-- BEGIN RECORDS PROVIDED --

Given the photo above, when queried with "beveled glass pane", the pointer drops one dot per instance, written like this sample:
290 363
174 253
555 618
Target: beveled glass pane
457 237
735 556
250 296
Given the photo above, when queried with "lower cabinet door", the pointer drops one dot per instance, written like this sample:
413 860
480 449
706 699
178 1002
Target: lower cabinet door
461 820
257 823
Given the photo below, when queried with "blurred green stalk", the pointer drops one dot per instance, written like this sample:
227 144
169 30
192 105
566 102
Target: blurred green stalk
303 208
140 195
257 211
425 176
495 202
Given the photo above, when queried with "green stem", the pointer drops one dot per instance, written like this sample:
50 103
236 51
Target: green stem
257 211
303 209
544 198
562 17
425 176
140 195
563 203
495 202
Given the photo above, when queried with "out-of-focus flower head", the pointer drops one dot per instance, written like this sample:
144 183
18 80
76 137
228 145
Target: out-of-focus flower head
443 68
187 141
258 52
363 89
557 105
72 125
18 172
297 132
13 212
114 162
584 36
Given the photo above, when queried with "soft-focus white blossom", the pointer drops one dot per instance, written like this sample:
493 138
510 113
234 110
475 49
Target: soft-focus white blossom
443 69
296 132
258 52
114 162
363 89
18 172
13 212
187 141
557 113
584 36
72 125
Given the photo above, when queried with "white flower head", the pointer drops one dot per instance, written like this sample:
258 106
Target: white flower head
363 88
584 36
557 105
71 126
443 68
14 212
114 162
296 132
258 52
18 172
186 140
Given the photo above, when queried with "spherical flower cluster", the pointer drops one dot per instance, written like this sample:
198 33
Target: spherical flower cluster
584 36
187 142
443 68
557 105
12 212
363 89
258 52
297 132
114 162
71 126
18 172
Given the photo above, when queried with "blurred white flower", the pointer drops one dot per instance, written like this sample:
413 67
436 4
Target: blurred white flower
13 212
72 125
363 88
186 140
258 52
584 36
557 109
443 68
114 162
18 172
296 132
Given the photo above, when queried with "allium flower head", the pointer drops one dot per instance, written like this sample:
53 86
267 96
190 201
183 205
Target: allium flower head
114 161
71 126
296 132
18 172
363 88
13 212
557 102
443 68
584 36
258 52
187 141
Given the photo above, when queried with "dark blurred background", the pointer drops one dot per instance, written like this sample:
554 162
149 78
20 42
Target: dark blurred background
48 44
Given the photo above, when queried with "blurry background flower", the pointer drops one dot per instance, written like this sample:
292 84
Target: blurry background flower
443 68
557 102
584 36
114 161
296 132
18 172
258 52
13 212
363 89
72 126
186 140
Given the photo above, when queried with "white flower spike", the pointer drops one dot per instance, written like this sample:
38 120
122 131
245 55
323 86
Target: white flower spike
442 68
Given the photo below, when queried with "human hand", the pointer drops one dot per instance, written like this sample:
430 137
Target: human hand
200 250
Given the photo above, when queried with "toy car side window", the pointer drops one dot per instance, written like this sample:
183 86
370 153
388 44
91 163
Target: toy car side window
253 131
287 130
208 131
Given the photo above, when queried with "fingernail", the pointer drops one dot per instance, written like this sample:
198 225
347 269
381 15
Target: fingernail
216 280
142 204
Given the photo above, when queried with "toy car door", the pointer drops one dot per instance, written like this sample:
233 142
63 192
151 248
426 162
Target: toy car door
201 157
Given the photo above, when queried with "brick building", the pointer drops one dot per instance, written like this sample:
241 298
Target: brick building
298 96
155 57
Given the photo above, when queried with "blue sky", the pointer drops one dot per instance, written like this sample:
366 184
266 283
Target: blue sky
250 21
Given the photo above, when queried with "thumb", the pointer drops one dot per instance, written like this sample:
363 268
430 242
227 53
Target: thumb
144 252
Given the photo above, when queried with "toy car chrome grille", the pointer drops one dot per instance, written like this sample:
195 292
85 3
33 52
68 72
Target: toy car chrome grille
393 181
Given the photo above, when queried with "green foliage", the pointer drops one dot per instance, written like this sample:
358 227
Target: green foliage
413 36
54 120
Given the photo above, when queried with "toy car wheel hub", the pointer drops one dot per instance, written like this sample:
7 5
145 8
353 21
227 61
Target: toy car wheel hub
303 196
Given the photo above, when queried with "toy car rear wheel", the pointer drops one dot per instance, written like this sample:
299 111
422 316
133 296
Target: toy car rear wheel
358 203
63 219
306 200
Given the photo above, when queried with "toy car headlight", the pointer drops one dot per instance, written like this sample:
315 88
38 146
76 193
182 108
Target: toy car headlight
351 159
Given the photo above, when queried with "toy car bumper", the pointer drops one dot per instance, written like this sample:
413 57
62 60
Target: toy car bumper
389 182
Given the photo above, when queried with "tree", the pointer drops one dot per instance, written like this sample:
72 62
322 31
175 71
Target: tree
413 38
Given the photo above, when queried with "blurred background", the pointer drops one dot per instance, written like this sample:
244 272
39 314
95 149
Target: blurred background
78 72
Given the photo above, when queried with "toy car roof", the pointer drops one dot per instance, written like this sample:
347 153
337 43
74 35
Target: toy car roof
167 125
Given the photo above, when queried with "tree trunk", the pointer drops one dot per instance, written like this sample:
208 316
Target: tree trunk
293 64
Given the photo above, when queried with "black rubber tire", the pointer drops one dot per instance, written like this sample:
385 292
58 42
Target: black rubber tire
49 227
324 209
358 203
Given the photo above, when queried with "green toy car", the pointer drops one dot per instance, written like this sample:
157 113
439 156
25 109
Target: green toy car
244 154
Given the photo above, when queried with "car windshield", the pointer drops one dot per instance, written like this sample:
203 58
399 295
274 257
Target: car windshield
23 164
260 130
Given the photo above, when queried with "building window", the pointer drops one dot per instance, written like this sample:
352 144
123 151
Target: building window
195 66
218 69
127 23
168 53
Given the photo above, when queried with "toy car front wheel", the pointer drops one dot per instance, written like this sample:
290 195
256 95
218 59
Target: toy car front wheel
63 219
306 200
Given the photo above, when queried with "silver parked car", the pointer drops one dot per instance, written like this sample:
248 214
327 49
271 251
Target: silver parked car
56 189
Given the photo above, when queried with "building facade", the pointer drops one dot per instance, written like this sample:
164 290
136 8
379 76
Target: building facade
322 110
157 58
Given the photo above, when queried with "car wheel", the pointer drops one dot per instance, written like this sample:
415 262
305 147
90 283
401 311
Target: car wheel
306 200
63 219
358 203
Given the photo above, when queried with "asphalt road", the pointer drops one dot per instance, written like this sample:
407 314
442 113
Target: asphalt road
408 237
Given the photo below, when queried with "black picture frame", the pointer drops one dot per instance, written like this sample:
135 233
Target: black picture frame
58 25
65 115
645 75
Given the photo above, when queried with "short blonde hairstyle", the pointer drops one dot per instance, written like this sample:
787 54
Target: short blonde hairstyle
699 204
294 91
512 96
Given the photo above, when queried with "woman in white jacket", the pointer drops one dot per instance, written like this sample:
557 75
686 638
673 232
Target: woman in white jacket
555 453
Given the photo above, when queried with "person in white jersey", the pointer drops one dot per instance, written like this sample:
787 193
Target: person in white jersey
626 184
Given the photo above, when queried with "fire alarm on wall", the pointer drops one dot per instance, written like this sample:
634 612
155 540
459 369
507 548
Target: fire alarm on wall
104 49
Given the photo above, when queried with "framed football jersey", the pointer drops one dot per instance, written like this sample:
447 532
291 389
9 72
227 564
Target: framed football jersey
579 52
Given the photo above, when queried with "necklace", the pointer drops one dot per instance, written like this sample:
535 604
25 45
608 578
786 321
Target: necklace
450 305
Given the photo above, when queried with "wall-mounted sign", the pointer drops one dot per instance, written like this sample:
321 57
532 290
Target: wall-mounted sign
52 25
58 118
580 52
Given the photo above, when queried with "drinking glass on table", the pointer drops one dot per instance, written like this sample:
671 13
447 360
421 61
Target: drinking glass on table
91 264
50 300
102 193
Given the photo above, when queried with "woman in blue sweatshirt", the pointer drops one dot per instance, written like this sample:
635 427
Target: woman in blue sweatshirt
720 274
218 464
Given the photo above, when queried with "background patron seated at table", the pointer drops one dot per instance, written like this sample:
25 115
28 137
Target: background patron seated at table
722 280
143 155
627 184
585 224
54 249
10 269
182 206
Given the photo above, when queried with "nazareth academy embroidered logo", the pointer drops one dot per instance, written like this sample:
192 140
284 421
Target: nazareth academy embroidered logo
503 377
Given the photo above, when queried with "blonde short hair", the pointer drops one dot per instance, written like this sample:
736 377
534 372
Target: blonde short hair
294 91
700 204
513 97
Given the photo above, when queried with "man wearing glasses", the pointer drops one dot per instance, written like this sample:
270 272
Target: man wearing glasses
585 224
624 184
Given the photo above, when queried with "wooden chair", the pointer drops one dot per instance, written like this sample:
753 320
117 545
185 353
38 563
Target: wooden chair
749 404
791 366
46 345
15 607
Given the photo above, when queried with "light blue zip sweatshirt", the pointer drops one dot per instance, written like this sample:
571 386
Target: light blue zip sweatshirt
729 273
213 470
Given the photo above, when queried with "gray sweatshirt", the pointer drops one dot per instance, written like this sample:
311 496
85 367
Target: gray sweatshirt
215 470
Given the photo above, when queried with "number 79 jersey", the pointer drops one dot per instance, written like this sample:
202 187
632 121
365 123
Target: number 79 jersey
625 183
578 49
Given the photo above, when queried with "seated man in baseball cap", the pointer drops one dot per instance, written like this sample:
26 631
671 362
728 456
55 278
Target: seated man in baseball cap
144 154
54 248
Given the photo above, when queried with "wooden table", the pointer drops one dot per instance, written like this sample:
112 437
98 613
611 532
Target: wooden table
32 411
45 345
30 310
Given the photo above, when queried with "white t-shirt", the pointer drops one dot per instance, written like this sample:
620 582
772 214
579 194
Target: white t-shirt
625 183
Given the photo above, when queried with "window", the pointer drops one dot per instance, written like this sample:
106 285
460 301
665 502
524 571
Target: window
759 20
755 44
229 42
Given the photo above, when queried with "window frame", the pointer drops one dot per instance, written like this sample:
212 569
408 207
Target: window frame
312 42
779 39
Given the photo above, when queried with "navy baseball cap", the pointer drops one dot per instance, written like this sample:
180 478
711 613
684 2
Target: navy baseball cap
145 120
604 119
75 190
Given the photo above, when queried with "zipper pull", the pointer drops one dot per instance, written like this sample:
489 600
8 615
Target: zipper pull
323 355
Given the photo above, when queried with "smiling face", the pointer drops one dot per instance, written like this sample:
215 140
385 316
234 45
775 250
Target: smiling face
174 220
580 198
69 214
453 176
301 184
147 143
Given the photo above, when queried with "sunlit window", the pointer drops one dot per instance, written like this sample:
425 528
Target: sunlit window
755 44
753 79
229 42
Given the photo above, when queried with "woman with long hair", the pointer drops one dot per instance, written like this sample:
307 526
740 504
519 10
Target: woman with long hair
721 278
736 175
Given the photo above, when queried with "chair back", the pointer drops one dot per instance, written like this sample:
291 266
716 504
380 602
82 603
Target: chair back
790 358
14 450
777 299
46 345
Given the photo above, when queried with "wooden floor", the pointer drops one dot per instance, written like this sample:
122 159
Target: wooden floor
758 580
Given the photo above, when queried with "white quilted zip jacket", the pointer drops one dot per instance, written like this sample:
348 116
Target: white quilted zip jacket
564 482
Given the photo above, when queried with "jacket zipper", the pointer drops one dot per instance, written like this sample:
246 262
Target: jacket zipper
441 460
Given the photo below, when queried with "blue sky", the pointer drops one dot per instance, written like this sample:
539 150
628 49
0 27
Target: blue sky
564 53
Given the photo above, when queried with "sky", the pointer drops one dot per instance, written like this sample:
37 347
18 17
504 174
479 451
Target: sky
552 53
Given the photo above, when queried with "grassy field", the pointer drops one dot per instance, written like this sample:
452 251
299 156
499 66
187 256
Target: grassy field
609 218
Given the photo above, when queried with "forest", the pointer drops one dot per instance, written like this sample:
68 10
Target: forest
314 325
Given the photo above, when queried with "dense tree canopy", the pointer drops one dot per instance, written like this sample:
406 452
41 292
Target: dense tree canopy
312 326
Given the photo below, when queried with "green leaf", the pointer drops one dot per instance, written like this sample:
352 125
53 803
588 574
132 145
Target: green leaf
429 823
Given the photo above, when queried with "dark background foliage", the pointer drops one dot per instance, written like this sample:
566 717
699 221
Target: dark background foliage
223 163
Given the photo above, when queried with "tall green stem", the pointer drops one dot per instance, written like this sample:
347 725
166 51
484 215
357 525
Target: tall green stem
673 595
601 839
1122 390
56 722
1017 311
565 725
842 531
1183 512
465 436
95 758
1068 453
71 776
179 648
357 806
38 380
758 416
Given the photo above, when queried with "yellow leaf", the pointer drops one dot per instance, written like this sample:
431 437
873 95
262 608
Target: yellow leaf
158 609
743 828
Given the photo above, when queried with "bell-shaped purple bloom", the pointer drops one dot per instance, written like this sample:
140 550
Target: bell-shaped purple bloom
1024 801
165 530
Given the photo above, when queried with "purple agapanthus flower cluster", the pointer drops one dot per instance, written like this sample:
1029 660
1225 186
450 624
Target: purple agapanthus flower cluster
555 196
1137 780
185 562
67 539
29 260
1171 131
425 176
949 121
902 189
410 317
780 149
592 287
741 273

-- END RECORDS PROVIDED --

Please count the lines in the entries above that contain the word "embroidered", with case counting, and reply with that number alone.

2